*Recorded information*.
##############################

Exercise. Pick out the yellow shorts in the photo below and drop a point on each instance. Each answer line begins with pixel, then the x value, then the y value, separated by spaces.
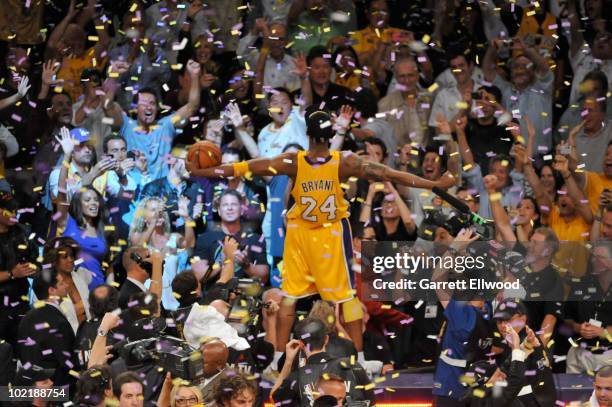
pixel 318 261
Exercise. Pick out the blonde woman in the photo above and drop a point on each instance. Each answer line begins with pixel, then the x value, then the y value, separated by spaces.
pixel 151 228
pixel 179 395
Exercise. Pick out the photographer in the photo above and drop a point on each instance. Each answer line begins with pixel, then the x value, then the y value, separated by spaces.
pixel 235 389
pixel 16 254
pixel 467 332
pixel 141 264
pixel 250 259
pixel 330 391
pixel 102 299
pixel 94 388
pixel 214 359
pixel 177 393
pixel 296 385
pixel 537 388
pixel 488 388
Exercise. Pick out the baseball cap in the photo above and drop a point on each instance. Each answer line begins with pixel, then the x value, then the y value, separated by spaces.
pixel 509 308
pixel 34 373
pixel 80 134
pixel 318 124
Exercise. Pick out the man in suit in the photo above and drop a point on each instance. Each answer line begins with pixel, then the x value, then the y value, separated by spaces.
pixel 214 355
pixel 138 273
pixel 45 335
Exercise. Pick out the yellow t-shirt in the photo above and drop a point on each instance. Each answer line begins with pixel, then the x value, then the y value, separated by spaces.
pixel 72 68
pixel 572 256
pixel 368 39
pixel 319 197
pixel 595 184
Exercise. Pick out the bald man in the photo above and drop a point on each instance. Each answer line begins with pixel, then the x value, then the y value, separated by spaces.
pixel 214 358
pixel 137 275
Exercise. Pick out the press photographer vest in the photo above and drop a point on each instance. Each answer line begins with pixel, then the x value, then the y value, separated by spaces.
pixel 479 344
pixel 311 372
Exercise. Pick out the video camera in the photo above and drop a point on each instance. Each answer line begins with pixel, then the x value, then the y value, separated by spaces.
pixel 143 264
pixel 246 306
pixel 172 354
pixel 484 228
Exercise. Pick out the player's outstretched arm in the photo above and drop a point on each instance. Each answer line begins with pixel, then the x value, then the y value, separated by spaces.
pixel 283 164
pixel 355 166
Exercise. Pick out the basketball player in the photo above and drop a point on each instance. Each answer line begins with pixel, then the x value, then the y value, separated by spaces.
pixel 318 244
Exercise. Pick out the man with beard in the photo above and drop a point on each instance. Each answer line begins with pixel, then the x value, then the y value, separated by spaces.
pixel 530 90
pixel 251 258
pixel 602 394
pixel 277 65
pixel 15 266
pixel 82 170
pixel 452 100
pixel 537 388
pixel 484 133
pixel 593 136
pixel 543 285
pixel 149 135
pixel 509 183
pixel 175 184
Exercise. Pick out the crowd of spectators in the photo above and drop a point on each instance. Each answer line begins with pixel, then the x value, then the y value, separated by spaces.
pixel 107 239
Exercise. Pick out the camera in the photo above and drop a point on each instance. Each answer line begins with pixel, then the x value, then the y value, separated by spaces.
pixel 170 353
pixel 247 305
pixel 453 223
pixel 145 265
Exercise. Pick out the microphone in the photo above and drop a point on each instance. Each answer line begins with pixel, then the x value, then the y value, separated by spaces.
pixel 456 203
pixel 482 227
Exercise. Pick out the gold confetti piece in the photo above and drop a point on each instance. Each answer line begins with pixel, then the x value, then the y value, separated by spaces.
pixel 479 393
pixel 461 105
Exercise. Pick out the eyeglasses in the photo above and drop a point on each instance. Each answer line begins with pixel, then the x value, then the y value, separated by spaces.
pixel 186 401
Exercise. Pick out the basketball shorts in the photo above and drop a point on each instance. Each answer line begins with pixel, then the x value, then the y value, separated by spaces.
pixel 318 261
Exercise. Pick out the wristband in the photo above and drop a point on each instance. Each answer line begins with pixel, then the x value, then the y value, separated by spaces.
pixel 241 168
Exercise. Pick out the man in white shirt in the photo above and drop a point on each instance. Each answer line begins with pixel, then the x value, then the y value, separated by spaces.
pixel 279 66
pixel 529 92
pixel 452 100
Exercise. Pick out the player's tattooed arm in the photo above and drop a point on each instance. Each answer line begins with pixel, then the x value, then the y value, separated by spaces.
pixel 355 166
pixel 283 164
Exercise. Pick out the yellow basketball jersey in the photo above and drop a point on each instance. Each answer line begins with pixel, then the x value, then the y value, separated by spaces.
pixel 318 195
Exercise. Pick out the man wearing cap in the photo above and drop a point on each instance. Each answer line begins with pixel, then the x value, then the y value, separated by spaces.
pixel 175 184
pixel 88 111
pixel 317 251
pixel 148 133
pixel 16 254
pixel 298 386
pixel 45 335
pixel 39 378
pixel 490 385
pixel 82 170
pixel 539 388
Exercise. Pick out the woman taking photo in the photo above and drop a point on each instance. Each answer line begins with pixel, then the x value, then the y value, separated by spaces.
pixel 151 228
pixel 60 253
pixel 83 218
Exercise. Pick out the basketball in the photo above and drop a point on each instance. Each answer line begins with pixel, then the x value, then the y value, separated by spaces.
pixel 209 154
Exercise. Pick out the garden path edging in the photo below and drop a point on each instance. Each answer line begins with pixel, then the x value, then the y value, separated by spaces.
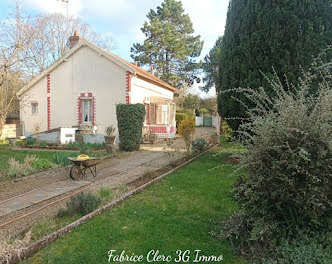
pixel 36 246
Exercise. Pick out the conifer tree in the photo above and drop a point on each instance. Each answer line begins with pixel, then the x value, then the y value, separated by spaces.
pixel 262 35
pixel 170 45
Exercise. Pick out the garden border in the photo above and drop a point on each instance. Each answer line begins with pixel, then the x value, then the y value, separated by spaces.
pixel 38 245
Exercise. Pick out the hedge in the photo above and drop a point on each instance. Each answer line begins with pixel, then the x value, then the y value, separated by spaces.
pixel 179 117
pixel 130 121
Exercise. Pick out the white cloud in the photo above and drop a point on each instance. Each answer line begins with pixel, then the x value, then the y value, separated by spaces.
pixel 56 6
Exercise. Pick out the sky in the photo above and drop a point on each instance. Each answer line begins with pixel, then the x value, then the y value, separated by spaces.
pixel 122 20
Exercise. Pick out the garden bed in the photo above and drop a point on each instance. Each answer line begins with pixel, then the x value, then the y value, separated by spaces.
pixel 188 187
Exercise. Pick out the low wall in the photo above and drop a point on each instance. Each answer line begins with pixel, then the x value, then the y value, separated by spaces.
pixel 11 130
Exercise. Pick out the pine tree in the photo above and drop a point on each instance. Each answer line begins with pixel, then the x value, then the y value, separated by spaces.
pixel 211 66
pixel 170 45
pixel 261 35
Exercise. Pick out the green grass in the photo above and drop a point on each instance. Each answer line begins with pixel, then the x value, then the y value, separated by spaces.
pixel 177 213
pixel 6 153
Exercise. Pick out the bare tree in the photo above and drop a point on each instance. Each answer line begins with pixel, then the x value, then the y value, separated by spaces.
pixel 28 45
pixel 52 42
pixel 17 34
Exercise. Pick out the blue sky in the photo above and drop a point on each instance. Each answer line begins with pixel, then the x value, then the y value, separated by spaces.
pixel 122 19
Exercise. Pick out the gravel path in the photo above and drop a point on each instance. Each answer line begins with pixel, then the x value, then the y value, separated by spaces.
pixel 126 169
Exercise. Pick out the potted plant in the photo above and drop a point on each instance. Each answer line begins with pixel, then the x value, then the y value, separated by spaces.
pixel 215 139
pixel 110 138
pixel 12 142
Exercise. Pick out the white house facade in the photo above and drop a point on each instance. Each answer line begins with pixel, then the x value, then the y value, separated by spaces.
pixel 84 87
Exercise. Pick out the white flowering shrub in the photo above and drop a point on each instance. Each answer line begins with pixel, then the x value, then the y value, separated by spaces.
pixel 287 190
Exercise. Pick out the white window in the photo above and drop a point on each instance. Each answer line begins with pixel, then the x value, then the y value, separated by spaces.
pixel 34 108
pixel 161 114
pixel 86 110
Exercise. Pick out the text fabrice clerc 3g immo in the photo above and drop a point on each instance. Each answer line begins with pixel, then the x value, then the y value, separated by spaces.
pixel 181 256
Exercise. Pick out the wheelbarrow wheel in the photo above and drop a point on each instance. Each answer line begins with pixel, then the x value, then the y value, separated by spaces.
pixel 75 172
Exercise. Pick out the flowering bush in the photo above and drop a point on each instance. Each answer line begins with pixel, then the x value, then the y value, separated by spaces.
pixel 289 161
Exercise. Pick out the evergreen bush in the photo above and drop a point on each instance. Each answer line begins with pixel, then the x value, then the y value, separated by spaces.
pixel 179 117
pixel 289 161
pixel 130 122
pixel 186 130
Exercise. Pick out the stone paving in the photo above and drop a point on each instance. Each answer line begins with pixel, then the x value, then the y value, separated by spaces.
pixel 39 195
pixel 110 173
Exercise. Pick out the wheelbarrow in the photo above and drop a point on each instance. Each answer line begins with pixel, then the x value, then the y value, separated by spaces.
pixel 80 166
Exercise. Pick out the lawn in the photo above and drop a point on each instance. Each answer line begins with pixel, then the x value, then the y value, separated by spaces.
pixel 177 213
pixel 6 153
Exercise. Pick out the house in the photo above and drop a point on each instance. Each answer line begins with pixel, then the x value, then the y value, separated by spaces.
pixel 83 88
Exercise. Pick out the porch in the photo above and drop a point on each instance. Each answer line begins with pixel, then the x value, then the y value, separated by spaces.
pixel 160 118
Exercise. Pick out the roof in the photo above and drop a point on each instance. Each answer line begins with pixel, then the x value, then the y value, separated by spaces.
pixel 146 75
pixel 134 69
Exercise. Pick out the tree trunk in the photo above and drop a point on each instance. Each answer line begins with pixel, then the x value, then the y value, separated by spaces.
pixel 2 122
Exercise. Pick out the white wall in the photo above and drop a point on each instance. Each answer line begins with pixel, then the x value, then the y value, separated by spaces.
pixel 85 71
pixel 141 89
pixel 37 93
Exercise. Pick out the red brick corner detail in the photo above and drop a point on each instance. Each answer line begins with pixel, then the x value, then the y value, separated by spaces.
pixel 48 78
pixel 48 113
pixel 128 87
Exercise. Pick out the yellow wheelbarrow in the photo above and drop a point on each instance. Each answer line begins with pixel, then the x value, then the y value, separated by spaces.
pixel 81 164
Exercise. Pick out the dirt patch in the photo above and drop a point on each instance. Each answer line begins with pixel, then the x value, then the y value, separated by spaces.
pixel 233 160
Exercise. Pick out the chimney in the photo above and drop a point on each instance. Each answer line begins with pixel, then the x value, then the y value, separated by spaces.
pixel 73 40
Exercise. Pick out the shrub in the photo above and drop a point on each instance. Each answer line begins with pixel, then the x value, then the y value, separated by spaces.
pixel 179 117
pixel 104 192
pixel 227 130
pixel 130 121
pixel 289 162
pixel 186 131
pixel 199 145
pixel 17 169
pixel 42 164
pixel 80 204
pixel 31 141
pixel 42 144
pixel 303 251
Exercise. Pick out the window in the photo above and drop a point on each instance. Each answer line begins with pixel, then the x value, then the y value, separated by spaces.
pixel 86 110
pixel 34 108
pixel 161 114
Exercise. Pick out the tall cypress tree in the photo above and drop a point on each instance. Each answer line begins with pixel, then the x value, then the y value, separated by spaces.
pixel 261 35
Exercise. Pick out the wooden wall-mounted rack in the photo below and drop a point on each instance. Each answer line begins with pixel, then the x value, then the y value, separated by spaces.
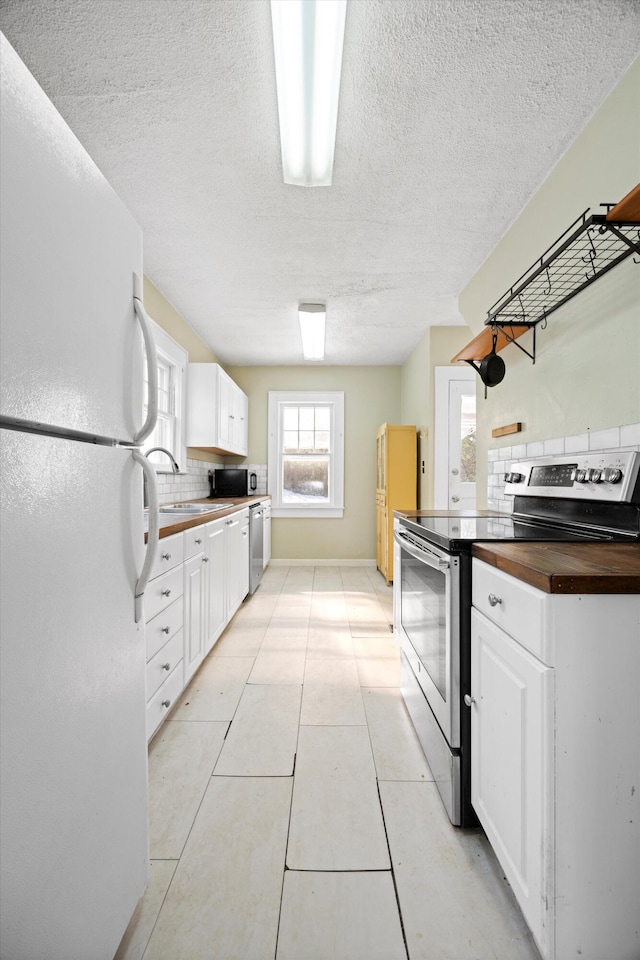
pixel 588 249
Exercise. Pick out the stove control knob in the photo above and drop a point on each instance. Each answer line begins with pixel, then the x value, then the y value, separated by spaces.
pixel 611 475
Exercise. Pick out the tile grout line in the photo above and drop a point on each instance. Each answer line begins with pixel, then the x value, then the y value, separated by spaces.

##############################

*Problem to work on*.
Take the line that contains "Exercise. Pick out the stove" and each line after it through the end of the records, and repeat them all exactly. Nothing else.

*Answer*.
Exercise. Pick out the stove control knob in the photo above and drop a point on each instance. Each answer line begins with pixel, then the x value, then the y value, separated by spaces.
pixel 611 475
Exercise. Pick out the tile grout line in the photo above and drop a point on each instance. Each answer line begins with pixel, then the x value, then the y value, separated by spaces.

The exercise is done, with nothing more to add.